»»

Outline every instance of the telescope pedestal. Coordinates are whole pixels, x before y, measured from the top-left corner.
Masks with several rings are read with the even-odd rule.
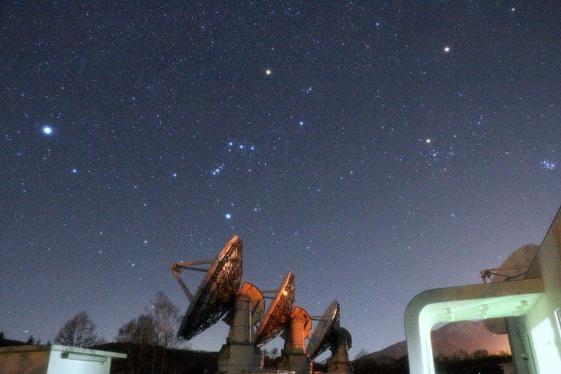
[[[253,343],[226,343],[218,354],[218,372],[255,371],[263,368],[263,354]]]
[[[278,368],[296,374],[311,374],[312,362],[310,356],[305,354],[283,354]]]

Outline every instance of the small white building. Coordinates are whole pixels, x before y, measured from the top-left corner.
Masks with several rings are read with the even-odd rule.
[[[109,374],[111,359],[124,353],[63,345],[0,348],[0,374]]]
[[[421,292],[405,310],[411,374],[433,374],[437,323],[506,318],[518,374],[561,373],[561,210],[520,280]]]

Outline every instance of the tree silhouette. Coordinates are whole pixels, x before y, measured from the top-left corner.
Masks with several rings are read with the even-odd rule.
[[[179,343],[176,334],[180,321],[180,308],[163,291],[156,294],[156,300],[151,300],[151,304],[148,313],[154,322],[156,345],[164,348],[177,347]]]
[[[129,373],[165,373],[166,349],[179,345],[180,309],[159,291],[146,311],[119,328],[116,340],[126,343]]]
[[[55,338],[55,343],[70,347],[91,347],[100,341],[95,325],[85,310],[68,320]]]

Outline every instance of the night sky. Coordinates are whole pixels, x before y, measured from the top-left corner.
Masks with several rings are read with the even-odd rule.
[[[170,265],[238,234],[244,281],[338,300],[353,358],[561,204],[557,1],[121,3],[0,5],[8,338],[86,310],[111,341],[158,290],[184,313]]]

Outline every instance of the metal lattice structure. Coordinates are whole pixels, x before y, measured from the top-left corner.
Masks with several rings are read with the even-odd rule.
[[[339,303],[333,301],[318,322],[310,337],[306,352],[314,359],[327,349],[334,351],[339,345],[339,330],[341,326],[341,313]]]
[[[179,337],[191,339],[231,309],[241,283],[243,251],[241,240],[234,236],[217,256],[183,317]],[[189,269],[194,263],[175,264],[172,270]]]
[[[294,274],[288,272],[259,326],[255,345],[260,347],[266,344],[285,329],[290,321],[294,302],[295,278]]]

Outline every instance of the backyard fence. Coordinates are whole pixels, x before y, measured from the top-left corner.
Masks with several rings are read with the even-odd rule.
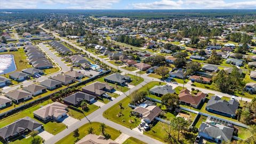
[[[220,117],[217,117],[217,116],[213,116],[213,115],[210,115],[210,114],[205,114],[205,113],[204,113],[199,112],[199,111],[196,111],[196,110],[193,110],[193,109],[188,109],[188,108],[184,108],[184,107],[180,107],[180,109],[182,109],[182,110],[187,110],[187,111],[190,111],[190,112],[192,112],[192,113],[195,113],[195,114],[199,114],[199,115],[203,115],[203,116],[206,116],[206,117],[213,117],[214,118],[218,119],[219,119],[219,120],[221,120],[222,121],[225,121],[225,122],[230,123],[231,124],[233,124],[234,125],[237,125],[237,126],[241,126],[241,127],[244,127],[244,128],[246,128],[246,129],[249,128],[249,126],[245,125],[245,124],[241,124],[241,123],[237,123],[237,122],[234,122],[234,121],[232,121],[228,120],[228,119],[224,119],[224,118],[220,118]]]
[[[75,84],[73,85],[68,86],[68,87],[66,87],[65,89],[63,89],[61,90],[61,91],[65,90],[66,89],[72,87],[73,86],[74,87],[77,87],[78,86],[79,86],[81,85],[83,85],[83,84],[87,83],[93,81],[93,80],[95,79],[96,78],[97,78],[98,77],[99,77],[100,76],[106,75],[107,74],[110,73],[110,72],[111,72],[111,70],[108,70],[108,71],[106,71],[105,72],[99,74],[97,75],[95,75],[94,76],[90,77],[90,78],[89,78],[81,82],[77,83],[76,83],[76,84]],[[33,104],[35,104],[35,103],[39,103],[39,102],[41,102],[42,101],[47,100],[47,99],[50,99],[52,96],[54,95],[55,93],[58,93],[59,92],[59,91],[57,91],[57,92],[52,93],[49,94],[48,94],[46,96],[44,96],[44,97],[40,98],[38,99],[32,101],[31,102],[28,102],[27,103],[25,103],[24,105],[16,107],[10,110],[6,111],[4,112],[4,113],[2,113],[0,114],[0,119],[3,119],[3,118],[7,117],[8,116],[10,116],[10,115],[12,115],[14,113],[17,113],[19,111],[20,111],[20,110],[21,110],[22,109],[26,109],[28,107],[30,107],[32,106]],[[38,97],[38,96],[37,96],[37,97]]]

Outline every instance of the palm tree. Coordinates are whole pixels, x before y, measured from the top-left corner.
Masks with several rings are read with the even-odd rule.
[[[105,129],[107,128],[107,125],[105,123],[101,123],[100,125],[100,130],[101,131],[101,133],[104,135],[105,133]]]
[[[92,127],[90,127],[87,130],[87,131],[88,132],[89,134],[94,134],[94,128]]]
[[[88,103],[87,103],[87,102],[84,100],[80,104],[80,106],[82,107],[82,109],[84,110],[88,108]]]

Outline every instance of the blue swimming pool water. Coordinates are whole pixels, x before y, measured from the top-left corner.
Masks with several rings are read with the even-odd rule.
[[[0,55],[0,75],[11,73],[16,69],[13,55]]]

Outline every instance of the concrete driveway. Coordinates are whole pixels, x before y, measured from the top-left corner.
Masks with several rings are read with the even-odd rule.
[[[98,107],[100,106],[100,107],[102,107],[104,106],[106,104],[99,101],[94,101],[92,102],[92,103],[95,106],[97,106]]]
[[[67,116],[63,118],[62,118],[59,121],[65,124],[66,125],[69,126],[78,122],[78,120],[74,118],[71,116]]]
[[[38,135],[45,141],[47,141],[54,136],[52,134],[51,134],[44,130],[41,132]]]

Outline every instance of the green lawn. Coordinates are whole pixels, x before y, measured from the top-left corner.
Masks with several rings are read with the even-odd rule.
[[[124,64],[120,61],[110,60],[108,62],[116,66],[121,66],[124,65]]]
[[[129,71],[134,71],[135,70],[137,70],[137,68],[134,67],[125,66],[125,67],[122,67],[122,68],[124,69],[127,70],[129,70]]]
[[[147,135],[152,138],[158,140],[160,141],[166,142],[166,139],[167,135],[165,130],[168,129],[167,124],[161,122],[157,122],[156,124],[153,124],[153,127],[150,131],[145,132],[143,134]],[[178,132],[172,130],[171,135],[176,139],[178,137]],[[180,133],[180,141],[173,142],[172,143],[193,143],[196,137],[196,134],[187,132]]]
[[[82,110],[82,108],[81,107],[78,107],[78,109],[80,109]],[[99,109],[99,107],[97,106],[95,106],[94,105],[91,104],[91,105],[88,105],[88,109],[89,110],[86,111],[84,111],[83,113],[80,113],[79,111],[76,111],[75,110],[73,110],[72,109],[69,108],[68,109],[68,114],[69,115],[76,118],[77,119],[82,119],[84,117],[85,117],[86,116],[90,115],[93,111],[95,111],[96,110]]]
[[[13,55],[17,69],[16,70],[12,73],[13,73],[15,71],[21,71],[21,70],[22,69],[30,68],[31,67],[31,66],[29,65],[28,61],[26,59],[27,56],[26,56],[26,53],[24,52],[23,49],[19,49],[18,51],[1,52],[0,54]],[[9,74],[12,73],[5,74],[5,76],[8,78]],[[2,75],[2,76],[4,76],[4,75]]]
[[[155,78],[158,78],[158,79],[161,79],[162,78],[162,76],[160,75],[157,75],[157,74],[154,74],[154,73],[151,73],[149,75],[148,75],[148,76]]]
[[[133,137],[129,138],[123,143],[123,144],[146,144],[146,143],[145,143]]]
[[[236,125],[235,126],[235,127],[238,129],[237,136],[241,139],[246,139],[252,135],[250,131],[246,128],[242,127]]]
[[[42,103],[39,103],[36,106],[33,106],[24,110],[22,110],[18,113],[15,114],[13,115],[10,116],[6,118],[1,119],[1,121],[0,121],[0,127],[3,127],[8,124],[14,122],[18,119],[23,118],[26,116],[29,116],[33,118],[33,111],[38,109],[41,108],[41,106],[47,105],[52,102],[52,101],[51,100],[44,101]],[[45,131],[54,135],[60,132],[66,128],[66,125],[63,123],[50,122],[46,124],[43,124],[40,121],[37,120],[36,119],[35,119],[43,124],[43,126]]]
[[[103,83],[107,83],[108,85],[111,85],[111,86],[114,86],[115,90],[116,90],[117,91],[122,91],[123,92],[126,92],[126,91],[127,91],[130,90],[130,89],[127,86],[122,86],[118,85],[116,85],[114,84],[107,83],[105,81],[104,81],[104,77],[102,77],[99,78],[95,79],[95,81],[94,81],[93,82],[98,81],[98,82]],[[93,82],[92,82],[92,83],[93,83]],[[90,83],[89,83],[87,84],[87,85],[89,85]]]
[[[139,71],[136,72],[136,73],[138,74],[140,74],[141,75],[143,75],[143,74],[146,74],[146,71],[140,70],[140,71]]]
[[[148,91],[150,89],[152,88],[155,85],[159,85],[160,84],[164,84],[164,83],[159,83],[158,82],[151,82],[148,84],[145,85],[143,87],[139,89],[139,91]],[[103,114],[103,116],[118,124],[122,125],[129,128],[134,128],[139,124],[139,118],[136,118],[135,116],[130,115],[130,111],[132,110],[132,108],[128,106],[128,104],[130,102],[131,100],[130,97],[126,97],[121,100],[118,103],[116,103],[113,106],[109,108],[105,111]],[[119,103],[122,104],[123,109],[121,109],[119,106]],[[118,114],[122,113],[123,116],[118,116]],[[137,122],[135,123],[134,119],[137,119]],[[133,121],[133,122],[132,122]]]
[[[98,122],[92,122],[91,124],[87,123],[78,129],[79,133],[80,135],[78,138],[78,140],[81,139],[85,135],[86,135],[88,133],[87,130],[90,127],[92,127],[94,129],[94,133],[97,135],[101,134],[101,131],[99,130],[100,128],[100,123]],[[106,129],[106,132],[109,134],[111,135],[111,139],[114,140],[120,135],[120,133],[118,131],[114,129],[111,127],[107,126]],[[57,142],[56,144],[71,144],[75,143],[76,142],[76,138],[73,137],[73,133],[71,133],[64,138],[61,139],[60,141]]]
[[[139,76],[136,76],[134,75],[132,75],[130,74],[126,75],[126,76],[130,76],[131,79],[132,79],[132,82],[129,83],[129,84],[133,85],[137,85],[141,83],[142,82],[144,81],[144,79],[142,77],[140,77]]]
[[[199,128],[202,122],[205,122],[207,119],[207,117],[203,115],[200,115],[199,118],[197,122],[196,122],[195,125],[196,128]]]

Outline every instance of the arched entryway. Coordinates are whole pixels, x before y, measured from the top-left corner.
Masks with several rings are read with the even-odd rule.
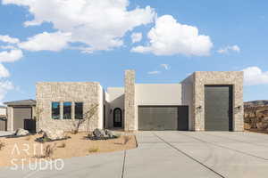
[[[113,109],[113,127],[121,127],[121,109],[120,108]]]

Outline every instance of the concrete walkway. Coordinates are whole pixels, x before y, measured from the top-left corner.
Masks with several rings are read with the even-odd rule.
[[[138,148],[64,159],[64,168],[0,177],[267,177],[268,135],[229,132],[140,132]]]

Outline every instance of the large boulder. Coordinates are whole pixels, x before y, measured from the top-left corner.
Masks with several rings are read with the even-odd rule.
[[[47,138],[50,141],[55,141],[55,140],[63,140],[66,139],[66,134],[63,130],[46,130],[44,132],[44,138]]]
[[[18,128],[15,132],[15,135],[16,136],[25,136],[29,134],[29,131],[28,130],[24,130],[22,128]]]
[[[111,131],[109,130],[102,130],[102,129],[95,129],[93,131],[93,137],[91,137],[94,140],[106,140],[106,139],[113,139],[116,138],[116,135],[114,135]]]

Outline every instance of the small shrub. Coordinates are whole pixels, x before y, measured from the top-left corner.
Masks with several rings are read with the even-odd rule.
[[[123,144],[125,145],[130,142],[130,136],[124,136],[123,139],[124,139],[124,143]]]
[[[43,158],[51,158],[55,150],[56,144],[51,146],[50,144],[46,145],[44,149],[45,155]]]
[[[2,150],[5,147],[5,143],[2,141],[0,141],[0,150]]]
[[[65,147],[66,147],[65,142],[62,142],[60,145],[58,145],[58,148],[65,148]]]
[[[98,151],[98,148],[89,148],[88,149],[88,152],[89,153],[96,153],[96,152],[97,152]]]

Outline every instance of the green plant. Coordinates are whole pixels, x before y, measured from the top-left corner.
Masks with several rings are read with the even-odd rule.
[[[97,151],[98,151],[98,148],[96,148],[96,147],[88,149],[89,153],[95,153],[95,152],[97,152]]]
[[[65,148],[65,147],[66,147],[65,142],[62,142],[60,145],[58,145],[58,148]]]
[[[5,147],[5,143],[2,141],[0,141],[0,150],[2,150]]]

««

- [Task details]: Find every line in the listing above that contains the word "concrete", with case counting, and copy each of those lines in full.

- [Correct answer]:
Outline every instance of the concrete driveway. Coordinates are whole pixels, x before y, measured from the top-left corner.
Outline every instance of the concrete walkway. Coordinates are whole pixels, x before y, measured from the top-left corner.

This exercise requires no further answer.